| What to produce |
Beginning with the line that contains "Place a dot on every instance of the gray", output each line below exactly through the last one, both included, and nothing else.

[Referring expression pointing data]

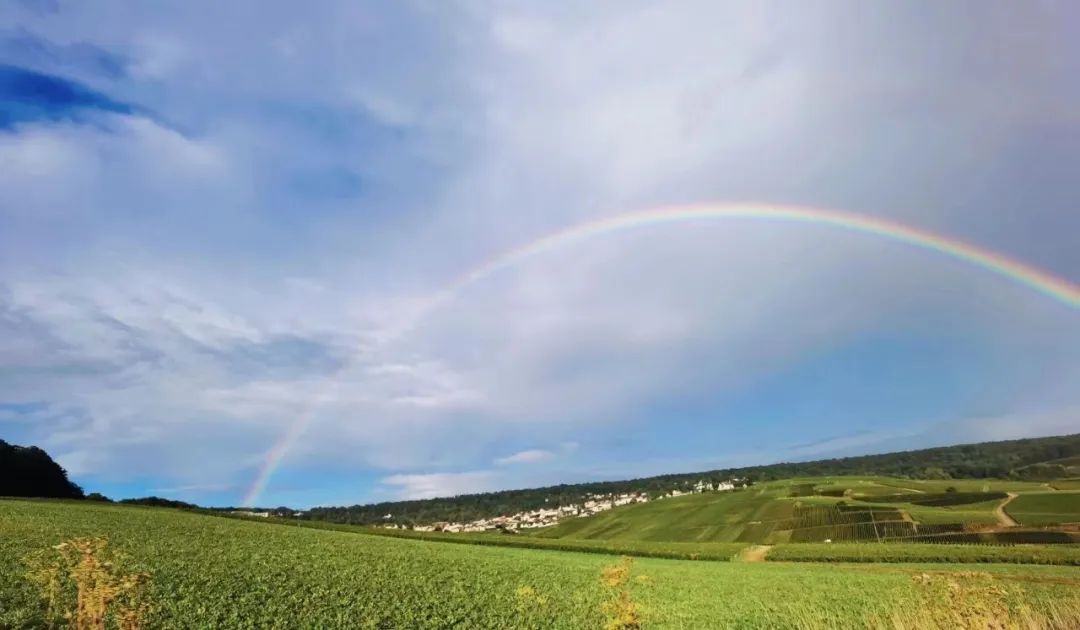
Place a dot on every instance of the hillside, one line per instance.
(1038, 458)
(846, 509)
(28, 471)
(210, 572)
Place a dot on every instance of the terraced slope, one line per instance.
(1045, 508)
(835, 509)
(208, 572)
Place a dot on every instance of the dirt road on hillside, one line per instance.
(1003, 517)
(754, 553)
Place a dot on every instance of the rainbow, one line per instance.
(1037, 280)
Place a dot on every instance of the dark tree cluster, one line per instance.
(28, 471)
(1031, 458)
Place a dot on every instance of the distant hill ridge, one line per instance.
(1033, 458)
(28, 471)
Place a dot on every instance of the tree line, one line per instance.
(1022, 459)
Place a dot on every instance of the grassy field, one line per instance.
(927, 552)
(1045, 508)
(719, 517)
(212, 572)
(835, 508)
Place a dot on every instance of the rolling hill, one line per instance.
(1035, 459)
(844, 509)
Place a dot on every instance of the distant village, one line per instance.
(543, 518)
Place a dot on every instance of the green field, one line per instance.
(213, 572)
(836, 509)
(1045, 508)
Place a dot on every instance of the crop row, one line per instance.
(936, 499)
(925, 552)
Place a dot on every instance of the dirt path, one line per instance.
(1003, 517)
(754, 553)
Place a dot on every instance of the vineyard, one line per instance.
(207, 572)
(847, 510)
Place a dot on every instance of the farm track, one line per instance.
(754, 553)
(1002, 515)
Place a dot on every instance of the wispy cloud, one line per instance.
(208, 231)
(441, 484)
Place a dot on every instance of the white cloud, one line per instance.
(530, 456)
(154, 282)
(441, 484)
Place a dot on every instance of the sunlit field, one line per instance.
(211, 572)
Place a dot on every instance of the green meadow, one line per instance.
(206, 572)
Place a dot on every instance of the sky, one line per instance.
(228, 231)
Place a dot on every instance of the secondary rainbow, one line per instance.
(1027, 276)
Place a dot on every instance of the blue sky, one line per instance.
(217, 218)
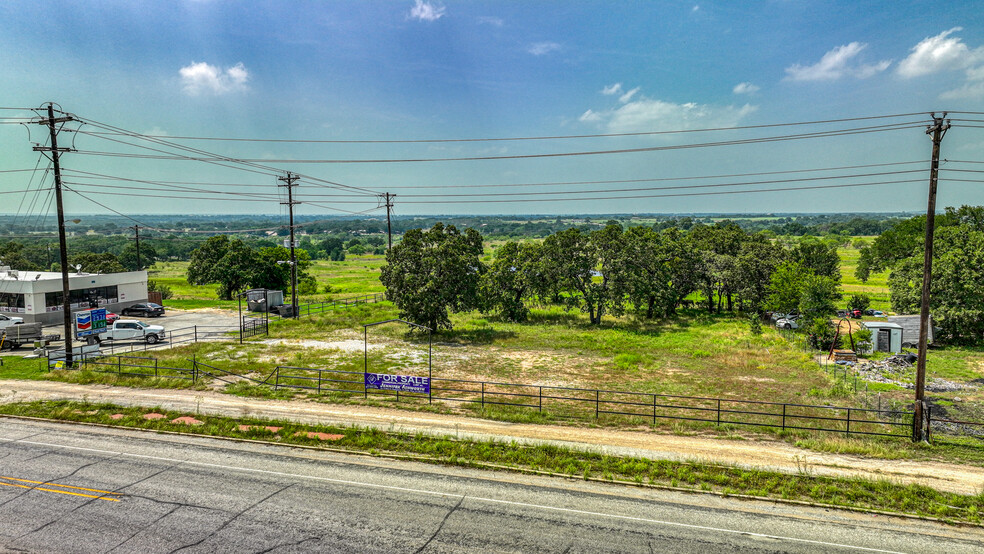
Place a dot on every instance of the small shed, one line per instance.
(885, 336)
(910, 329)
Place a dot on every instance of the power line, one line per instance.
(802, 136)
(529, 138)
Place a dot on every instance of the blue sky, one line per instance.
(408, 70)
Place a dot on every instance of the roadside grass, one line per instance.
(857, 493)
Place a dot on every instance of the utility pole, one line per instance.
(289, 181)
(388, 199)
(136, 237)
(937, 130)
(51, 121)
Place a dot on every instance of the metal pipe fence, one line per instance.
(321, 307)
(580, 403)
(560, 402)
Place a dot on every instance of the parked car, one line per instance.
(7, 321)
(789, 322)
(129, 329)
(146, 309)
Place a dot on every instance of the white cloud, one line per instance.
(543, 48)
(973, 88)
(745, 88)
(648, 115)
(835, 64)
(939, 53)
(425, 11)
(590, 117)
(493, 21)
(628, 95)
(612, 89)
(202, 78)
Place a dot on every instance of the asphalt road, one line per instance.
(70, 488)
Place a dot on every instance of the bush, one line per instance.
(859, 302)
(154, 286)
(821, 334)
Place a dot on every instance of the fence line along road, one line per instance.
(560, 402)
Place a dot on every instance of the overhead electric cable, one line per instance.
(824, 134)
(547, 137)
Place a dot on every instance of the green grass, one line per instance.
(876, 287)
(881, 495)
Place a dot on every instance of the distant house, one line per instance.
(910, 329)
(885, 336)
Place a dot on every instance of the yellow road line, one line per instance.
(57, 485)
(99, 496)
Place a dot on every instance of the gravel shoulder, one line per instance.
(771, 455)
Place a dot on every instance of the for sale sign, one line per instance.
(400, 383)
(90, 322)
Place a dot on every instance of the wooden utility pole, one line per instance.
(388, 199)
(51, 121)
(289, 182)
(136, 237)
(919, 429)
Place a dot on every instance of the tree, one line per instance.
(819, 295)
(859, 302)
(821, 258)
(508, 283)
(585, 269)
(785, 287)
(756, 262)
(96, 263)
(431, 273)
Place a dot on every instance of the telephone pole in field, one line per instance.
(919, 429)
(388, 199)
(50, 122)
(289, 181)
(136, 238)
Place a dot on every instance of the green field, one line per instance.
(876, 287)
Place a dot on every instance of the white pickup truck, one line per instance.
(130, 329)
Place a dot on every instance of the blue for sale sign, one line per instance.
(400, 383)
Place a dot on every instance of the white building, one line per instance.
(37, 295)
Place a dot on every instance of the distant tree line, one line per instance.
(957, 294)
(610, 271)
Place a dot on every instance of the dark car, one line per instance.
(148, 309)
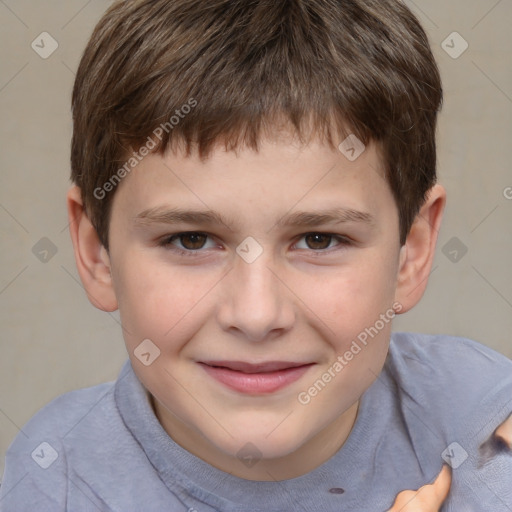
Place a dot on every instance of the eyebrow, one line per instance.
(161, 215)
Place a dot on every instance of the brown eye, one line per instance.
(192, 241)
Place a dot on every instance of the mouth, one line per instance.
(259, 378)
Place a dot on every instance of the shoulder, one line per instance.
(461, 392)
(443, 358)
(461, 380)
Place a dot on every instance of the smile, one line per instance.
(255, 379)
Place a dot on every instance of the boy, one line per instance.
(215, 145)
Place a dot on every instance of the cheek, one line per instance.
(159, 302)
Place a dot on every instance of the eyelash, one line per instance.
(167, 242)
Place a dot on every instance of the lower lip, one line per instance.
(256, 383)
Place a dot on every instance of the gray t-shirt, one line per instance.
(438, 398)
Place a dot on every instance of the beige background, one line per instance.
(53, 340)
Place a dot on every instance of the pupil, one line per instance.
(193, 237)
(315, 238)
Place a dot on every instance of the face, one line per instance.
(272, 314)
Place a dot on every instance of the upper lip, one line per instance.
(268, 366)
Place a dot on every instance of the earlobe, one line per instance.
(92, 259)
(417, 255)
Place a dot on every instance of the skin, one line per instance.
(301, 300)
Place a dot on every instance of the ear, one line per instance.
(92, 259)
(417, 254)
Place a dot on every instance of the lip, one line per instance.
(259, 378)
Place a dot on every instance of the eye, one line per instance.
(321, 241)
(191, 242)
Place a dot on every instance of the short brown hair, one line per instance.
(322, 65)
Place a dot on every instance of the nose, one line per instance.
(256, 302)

| Finished task |
Place a dot on every instance of the gray t-shirt, one line per instance.
(438, 398)
Place a dot on every instance of the beige background, one line per instance.
(53, 340)
Place a dot on every instance of the pupil, one line per instance.
(193, 237)
(315, 238)
Place a dot on every instance of the face, one line per instance.
(272, 314)
Place a dot on every instance of the upper lip, one line per instance.
(268, 366)
Place a dot on every instance of the earlobe, one line per instance.
(92, 259)
(417, 255)
Place a dot on every instance of the skin, one line per instance.
(301, 300)
Place a dot on every instance of the ear, one line per instance.
(92, 259)
(417, 254)
Place a dot on every instance of the lip, one line per instance.
(259, 378)
Place a dot on every instance of the eye, one line per instance.
(321, 241)
(191, 242)
Place a dot on every instance of the short brown hair, one line per instance.
(322, 65)
Place a dot on every instance of the nose, one line per instance.
(256, 302)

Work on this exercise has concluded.